TASK REQUIREMENTS >>
Update the records below by replacing every "whole-number" with "integer" and leaving all other text unchanged. Omit the pictures from your answer.

Location identification items >>
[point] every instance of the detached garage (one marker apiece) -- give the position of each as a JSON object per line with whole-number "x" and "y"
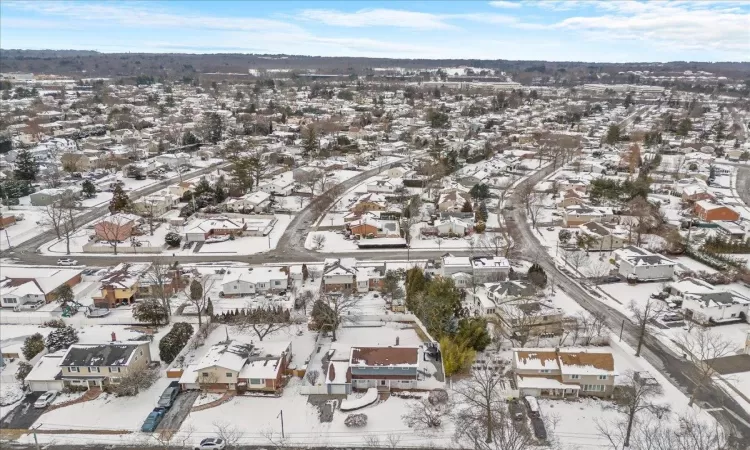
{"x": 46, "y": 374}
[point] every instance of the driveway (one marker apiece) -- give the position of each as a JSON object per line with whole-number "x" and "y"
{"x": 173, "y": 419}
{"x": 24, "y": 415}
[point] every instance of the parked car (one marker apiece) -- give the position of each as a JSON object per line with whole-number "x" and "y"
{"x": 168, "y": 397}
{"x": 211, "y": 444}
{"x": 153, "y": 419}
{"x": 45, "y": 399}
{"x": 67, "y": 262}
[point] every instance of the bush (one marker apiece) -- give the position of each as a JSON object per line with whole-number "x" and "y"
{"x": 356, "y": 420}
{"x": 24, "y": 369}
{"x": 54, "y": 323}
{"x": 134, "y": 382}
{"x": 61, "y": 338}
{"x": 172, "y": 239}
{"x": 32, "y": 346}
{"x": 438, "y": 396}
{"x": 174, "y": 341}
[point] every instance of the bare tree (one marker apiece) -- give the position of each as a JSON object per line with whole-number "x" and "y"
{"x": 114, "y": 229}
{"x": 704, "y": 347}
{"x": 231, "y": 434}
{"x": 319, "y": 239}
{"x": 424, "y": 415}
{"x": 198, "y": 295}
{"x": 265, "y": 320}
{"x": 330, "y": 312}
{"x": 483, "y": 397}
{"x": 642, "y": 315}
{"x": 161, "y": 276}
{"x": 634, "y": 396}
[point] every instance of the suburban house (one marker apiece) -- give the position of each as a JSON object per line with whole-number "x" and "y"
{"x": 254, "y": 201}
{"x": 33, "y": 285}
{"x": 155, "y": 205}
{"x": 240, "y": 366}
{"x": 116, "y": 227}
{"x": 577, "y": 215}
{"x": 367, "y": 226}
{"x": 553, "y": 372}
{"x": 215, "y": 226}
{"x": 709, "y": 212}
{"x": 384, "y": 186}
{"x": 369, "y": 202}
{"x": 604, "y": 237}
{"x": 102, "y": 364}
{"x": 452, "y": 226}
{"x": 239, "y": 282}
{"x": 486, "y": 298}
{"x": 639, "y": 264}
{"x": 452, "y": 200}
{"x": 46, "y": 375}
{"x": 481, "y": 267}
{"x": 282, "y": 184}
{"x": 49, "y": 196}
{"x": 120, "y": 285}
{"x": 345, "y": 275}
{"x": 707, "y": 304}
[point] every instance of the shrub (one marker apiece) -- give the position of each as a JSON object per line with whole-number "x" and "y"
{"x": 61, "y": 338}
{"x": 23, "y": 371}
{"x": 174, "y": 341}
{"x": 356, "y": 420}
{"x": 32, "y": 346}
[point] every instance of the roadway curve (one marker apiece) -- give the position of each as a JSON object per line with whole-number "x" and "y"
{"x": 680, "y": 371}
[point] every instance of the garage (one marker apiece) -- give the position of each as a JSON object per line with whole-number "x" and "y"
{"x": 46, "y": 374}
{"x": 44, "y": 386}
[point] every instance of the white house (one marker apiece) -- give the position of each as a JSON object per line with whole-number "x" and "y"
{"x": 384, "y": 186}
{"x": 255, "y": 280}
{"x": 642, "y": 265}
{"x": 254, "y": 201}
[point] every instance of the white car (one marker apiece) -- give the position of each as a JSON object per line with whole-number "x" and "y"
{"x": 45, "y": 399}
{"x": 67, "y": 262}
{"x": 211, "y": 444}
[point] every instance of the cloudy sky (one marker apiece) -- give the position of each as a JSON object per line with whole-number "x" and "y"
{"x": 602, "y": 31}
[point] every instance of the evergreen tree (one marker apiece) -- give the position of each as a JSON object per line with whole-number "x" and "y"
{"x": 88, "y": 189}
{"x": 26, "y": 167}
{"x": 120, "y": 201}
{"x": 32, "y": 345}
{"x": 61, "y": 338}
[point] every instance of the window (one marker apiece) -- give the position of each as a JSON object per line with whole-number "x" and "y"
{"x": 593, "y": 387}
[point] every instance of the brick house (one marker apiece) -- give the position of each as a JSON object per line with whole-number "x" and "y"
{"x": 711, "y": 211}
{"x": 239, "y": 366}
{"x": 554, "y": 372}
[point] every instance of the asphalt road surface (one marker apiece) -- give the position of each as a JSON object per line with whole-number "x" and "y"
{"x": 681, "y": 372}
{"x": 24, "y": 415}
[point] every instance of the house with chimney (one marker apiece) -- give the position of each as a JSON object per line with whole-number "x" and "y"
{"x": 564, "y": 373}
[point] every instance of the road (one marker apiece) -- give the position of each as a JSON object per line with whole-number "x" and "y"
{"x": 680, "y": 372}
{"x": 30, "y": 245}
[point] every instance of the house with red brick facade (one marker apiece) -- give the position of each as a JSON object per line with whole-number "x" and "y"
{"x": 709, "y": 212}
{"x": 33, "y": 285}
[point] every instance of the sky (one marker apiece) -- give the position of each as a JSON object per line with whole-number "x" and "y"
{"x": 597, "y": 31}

EXERCISE RESULT >>
[point] every instance of the detached garage (one marker apiece) -- give the position of each as a JSON object per line with integer "x" and "y"
{"x": 46, "y": 374}
[point] every instance of the driveway (one marker apiece) -- give the position of each as a JSON object per line with integer "x" and "y"
{"x": 173, "y": 419}
{"x": 24, "y": 415}
[point] every instance of the parked car (one marker apiece) -- give the position of each as a JSON object per line with integer "x" and "y"
{"x": 168, "y": 397}
{"x": 211, "y": 444}
{"x": 153, "y": 419}
{"x": 45, "y": 399}
{"x": 67, "y": 262}
[point] every instance of the bush (one marker apiece) -- give the position of each as a JSON object per line with integer "x" and "y"
{"x": 356, "y": 420}
{"x": 24, "y": 369}
{"x": 54, "y": 323}
{"x": 134, "y": 382}
{"x": 61, "y": 338}
{"x": 172, "y": 239}
{"x": 32, "y": 346}
{"x": 438, "y": 396}
{"x": 174, "y": 341}
[point] every instance of the bare tree (one marker apiece) -- give the position of each as a JSON object per line with integer "x" and "y"
{"x": 114, "y": 229}
{"x": 704, "y": 347}
{"x": 231, "y": 434}
{"x": 319, "y": 239}
{"x": 424, "y": 415}
{"x": 198, "y": 295}
{"x": 265, "y": 320}
{"x": 330, "y": 312}
{"x": 483, "y": 397}
{"x": 642, "y": 315}
{"x": 161, "y": 276}
{"x": 634, "y": 396}
[point] every instance of the suburban house (one marker apiece) -- give the position of each as a JSON object per line with integer "x" and "y"
{"x": 254, "y": 201}
{"x": 33, "y": 285}
{"x": 155, "y": 205}
{"x": 240, "y": 366}
{"x": 116, "y": 227}
{"x": 577, "y": 215}
{"x": 367, "y": 226}
{"x": 553, "y": 372}
{"x": 215, "y": 226}
{"x": 709, "y": 212}
{"x": 384, "y": 186}
{"x": 369, "y": 202}
{"x": 604, "y": 237}
{"x": 102, "y": 364}
{"x": 452, "y": 226}
{"x": 239, "y": 282}
{"x": 486, "y": 298}
{"x": 639, "y": 264}
{"x": 452, "y": 200}
{"x": 46, "y": 375}
{"x": 481, "y": 267}
{"x": 282, "y": 184}
{"x": 49, "y": 196}
{"x": 120, "y": 285}
{"x": 345, "y": 275}
{"x": 707, "y": 304}
[point] every instance of the shrub (one marker apiece) -- give the position of each as a JSON object per line with integer "x" and "y"
{"x": 61, "y": 338}
{"x": 23, "y": 371}
{"x": 174, "y": 341}
{"x": 356, "y": 420}
{"x": 32, "y": 346}
[point] every instance of the roadway curve (one marker apiece) -- give the position of each as a JSON object per line with integer "x" and "y"
{"x": 680, "y": 371}
[point] every instance of the garage (one marker apiece) -- give the position of each as a JSON object per line with integer "x" and "y"
{"x": 46, "y": 374}
{"x": 44, "y": 386}
[point] every instance of the white house (one marker apiece) -- give the position of each as a JSON object per line with integer "x" and "y"
{"x": 384, "y": 186}
{"x": 255, "y": 280}
{"x": 642, "y": 265}
{"x": 254, "y": 201}
[point] every instance of the white car (one marker apiece) -- give the position of each as a JSON object per line with integer "x" and "y"
{"x": 45, "y": 399}
{"x": 67, "y": 262}
{"x": 211, "y": 444}
[point] every instance of the cloudy sky (one marker apiece) -- give the position of each as a JSON object per line with integer "x" and "y"
{"x": 602, "y": 31}
[point] every instance of the evergreen tree (one marker apiece) -- give the position of each as a JSON object per line with integer "x" and "y"
{"x": 88, "y": 189}
{"x": 26, "y": 167}
{"x": 120, "y": 201}
{"x": 32, "y": 345}
{"x": 61, "y": 338}
[point] every instance of the window (one marker apiece) -- give the position of each as a JSON object per line with integer "x" and "y"
{"x": 593, "y": 387}
[point] every instance of the brick house (one marker apiece) -- give the position of each as a JSON object per line with integer "x" and "y"
{"x": 711, "y": 211}
{"x": 239, "y": 366}
{"x": 554, "y": 372}
[point] every instance of the asphalt road surface (one marker apiece) -- give the position of each as a JSON object per line with integer "x" and "y"
{"x": 681, "y": 372}
{"x": 24, "y": 415}
[point] every instance of the house with chimney (one marker apiece) -- give the position of each as a JSON object per line with integer "x" and "y"
{"x": 564, "y": 373}
[point] every instance of the road (one marker apiece) -- give the position of each as a JSON object per line with integer "x" and "y"
{"x": 680, "y": 372}
{"x": 30, "y": 245}
[point] every instance of the house with red brick facade (one marker apiece) -- give the position of each as a JSON object per line with integer "x" and "y"
{"x": 709, "y": 212}
{"x": 33, "y": 285}
[point] every instance of the sky (one marker apiece) -- give the position of each as a JSON object per line with integer "x" and "y"
{"x": 597, "y": 31}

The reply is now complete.